**REQUIREMENT**
Reproduce every record below exactly as written, leaving out any pictures.

Dataset excerpts:

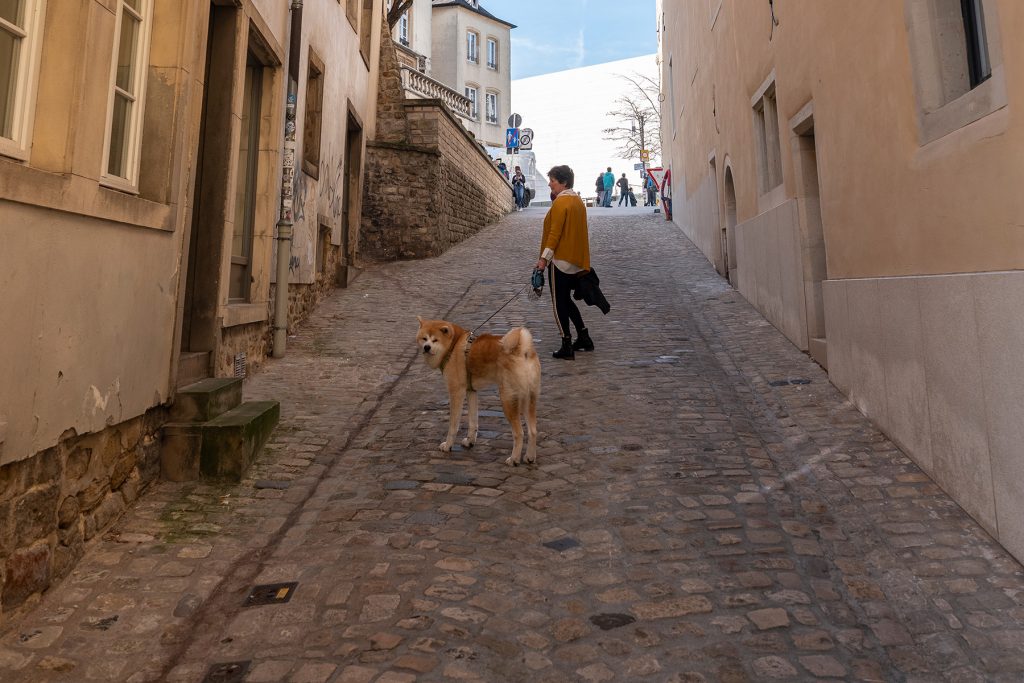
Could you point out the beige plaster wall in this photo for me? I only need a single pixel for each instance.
(924, 242)
(890, 205)
(88, 328)
(346, 84)
(935, 360)
(452, 68)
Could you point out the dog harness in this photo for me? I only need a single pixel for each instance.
(469, 342)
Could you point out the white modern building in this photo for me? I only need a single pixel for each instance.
(565, 132)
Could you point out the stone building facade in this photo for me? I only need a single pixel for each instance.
(429, 184)
(846, 166)
(140, 162)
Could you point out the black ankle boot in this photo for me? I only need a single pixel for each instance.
(583, 342)
(565, 352)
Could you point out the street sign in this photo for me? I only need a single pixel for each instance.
(525, 138)
(657, 174)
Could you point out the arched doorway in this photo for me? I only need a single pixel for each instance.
(729, 229)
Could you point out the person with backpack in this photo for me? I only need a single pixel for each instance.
(624, 190)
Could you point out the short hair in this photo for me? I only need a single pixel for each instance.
(562, 174)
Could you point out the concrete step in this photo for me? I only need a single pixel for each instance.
(193, 367)
(220, 449)
(207, 399)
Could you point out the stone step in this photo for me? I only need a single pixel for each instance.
(220, 449)
(193, 367)
(207, 399)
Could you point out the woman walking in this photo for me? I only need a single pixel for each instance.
(565, 254)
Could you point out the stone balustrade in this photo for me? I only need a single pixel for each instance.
(424, 86)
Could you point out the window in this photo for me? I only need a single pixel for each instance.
(245, 190)
(124, 130)
(403, 30)
(979, 66)
(766, 132)
(957, 65)
(314, 117)
(492, 108)
(20, 23)
(492, 53)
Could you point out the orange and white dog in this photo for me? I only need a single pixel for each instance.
(509, 361)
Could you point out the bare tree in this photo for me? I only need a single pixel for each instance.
(398, 7)
(638, 117)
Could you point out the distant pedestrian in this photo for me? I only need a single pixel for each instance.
(624, 190)
(609, 185)
(519, 187)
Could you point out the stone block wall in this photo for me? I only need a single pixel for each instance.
(428, 182)
(55, 502)
(430, 191)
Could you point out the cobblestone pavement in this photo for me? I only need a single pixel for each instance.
(695, 514)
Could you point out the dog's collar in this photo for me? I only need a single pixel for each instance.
(448, 354)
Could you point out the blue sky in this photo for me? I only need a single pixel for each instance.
(555, 35)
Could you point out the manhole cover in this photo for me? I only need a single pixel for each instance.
(230, 672)
(786, 382)
(454, 477)
(270, 594)
(400, 484)
(428, 518)
(609, 621)
(562, 544)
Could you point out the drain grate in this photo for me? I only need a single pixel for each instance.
(562, 544)
(609, 621)
(229, 672)
(270, 594)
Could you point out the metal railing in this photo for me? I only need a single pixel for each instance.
(424, 86)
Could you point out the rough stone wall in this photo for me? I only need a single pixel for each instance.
(53, 503)
(428, 183)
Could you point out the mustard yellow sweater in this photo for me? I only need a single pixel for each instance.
(565, 230)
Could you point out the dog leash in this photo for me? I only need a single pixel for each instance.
(512, 298)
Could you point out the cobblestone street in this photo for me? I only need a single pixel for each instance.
(706, 507)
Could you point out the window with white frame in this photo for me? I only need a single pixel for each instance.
(20, 25)
(403, 29)
(956, 60)
(492, 53)
(124, 130)
(492, 107)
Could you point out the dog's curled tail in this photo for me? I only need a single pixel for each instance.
(518, 340)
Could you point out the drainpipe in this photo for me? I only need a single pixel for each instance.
(287, 219)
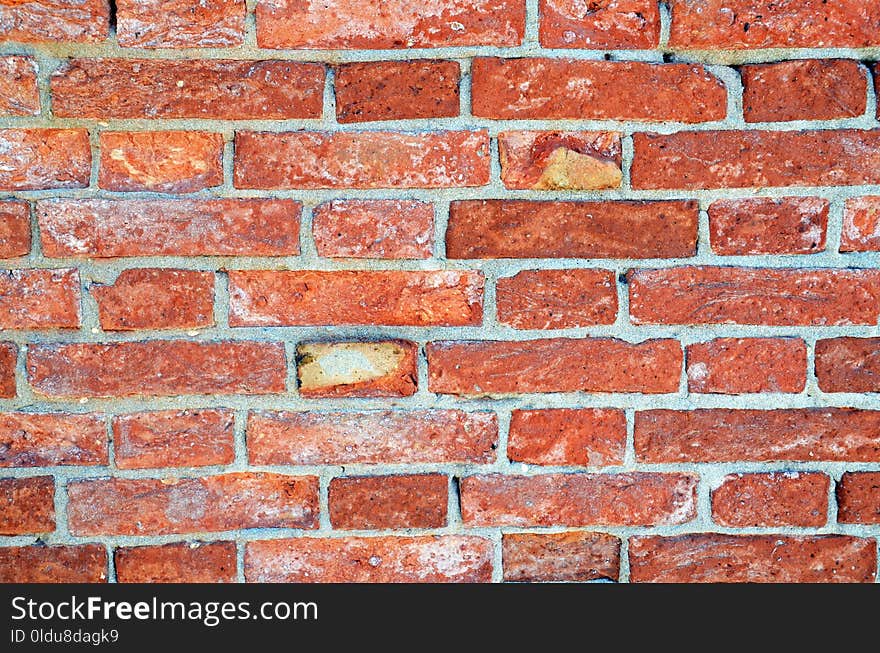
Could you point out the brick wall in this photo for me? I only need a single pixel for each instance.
(447, 290)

**TASK SOLUTION**
Could you point out the beige plaster wall in this photo for me? I only need a single pixel for each instance.
(924, 242)
(890, 205)
(88, 328)
(346, 84)
(935, 360)
(452, 68)
Could you point out the dog harness in this photo for me? I only need a single pixel for each instance.
(469, 342)
Could you point out the white modern building in this photo for me? I only need a single pixel for each instance.
(565, 132)
Could you point out the stone building facade in this photo for me? I only need a single pixel for each instance.
(429, 184)
(846, 166)
(140, 162)
Could you point out the black ankle boot in this photo for me? I only need a single pixel for each instance.
(583, 342)
(565, 352)
Could you point out the street sign in this photo for me? I only need a single pixel for each instance.
(525, 138)
(657, 174)
Could you point out the arched doorway in this photo for me? I only need a single pixel for each instance.
(729, 229)
Could you point out the person with backpack in this photo for me? I only need a single pixel for each instance.
(624, 190)
Could you point out the short hair in this photo for me? I only need a single pixel for each instance.
(562, 174)
Could you point out the concrete step in this photo for me? I only need a single pixel for each instance.
(193, 367)
(220, 449)
(207, 399)
Could you point out the stone step in this photo for me? I only need a single pixel for each instance.
(220, 449)
(193, 367)
(207, 399)
Could you point out the woman walking in this photo for me? I only need a single pixel for each instance.
(565, 254)
Could you point out the stone balustrade in this photo for me? I only need a single pixel for each instance.
(424, 86)
Could you point out the window in this photo for me? I only need a single pixel for each instance.
(245, 190)
(124, 130)
(403, 30)
(979, 66)
(766, 132)
(957, 65)
(314, 117)
(492, 108)
(20, 23)
(492, 53)
Could you point out the orange and white dog in this photo for me? I only need a single pixel for each instance.
(509, 361)
Could you point out the bare tree in this photo for me? I only need a single pixel for each instance.
(398, 7)
(638, 117)
Could you point out the distant pedestrian in this photo for me? I only need a single pixel for each instance.
(624, 190)
(609, 185)
(519, 187)
Could you point out the stone block wall in this photo for me? I only need a single pixel for each instance.
(428, 182)
(55, 502)
(430, 191)
Could you point out the cobblestone pavement in this photo for me? I only need a single pixel for each instance.
(695, 514)
Could you point out the dog's collar in this photo for me? I only need a single pixel for each instance.
(448, 354)
Could you point out the blue sky in this photo for me? I only need a single pixel for each instance.
(555, 35)
Could you point out the manhole cover in this photo for me? I only need a single pixel for each instance.
(230, 672)
(786, 382)
(454, 477)
(270, 594)
(400, 484)
(428, 518)
(609, 621)
(562, 544)
Could you point out the drain grate in this photo for me? I only need a single pixel for each instance.
(562, 544)
(609, 621)
(229, 672)
(270, 594)
Could you point out the metal railing in this photo for me? I only need a single pixel for each instance.
(424, 86)
Could you point out the rough stone wall in this photo for me? I only need a single pixel for each instance.
(53, 503)
(428, 183)
Could you point out the mustard yellow sweater in this photo for me? I only need a single pixel for each instance.
(565, 230)
Could you point out the dog leash in this photo for me? I only need a single pixel for each instance.
(512, 298)
Could you point out the cobblestone street in this photo for me? I only need a single pixel for each instance.
(706, 507)
Could you point out the window with white frame in this photo for me? I only need a single pixel for each instance.
(20, 25)
(403, 29)
(956, 60)
(492, 53)
(124, 130)
(492, 107)
Could you point out the dog's curled tail in this photo for me? I only need a single pixel for each instance.
(518, 340)
Could you point out the drainpipe in this photo for me? I only need a single pixel for each instance.
(287, 219)
Could you point out the brick wall in this photo for me? I only need a single pixel for each instance.
(447, 290)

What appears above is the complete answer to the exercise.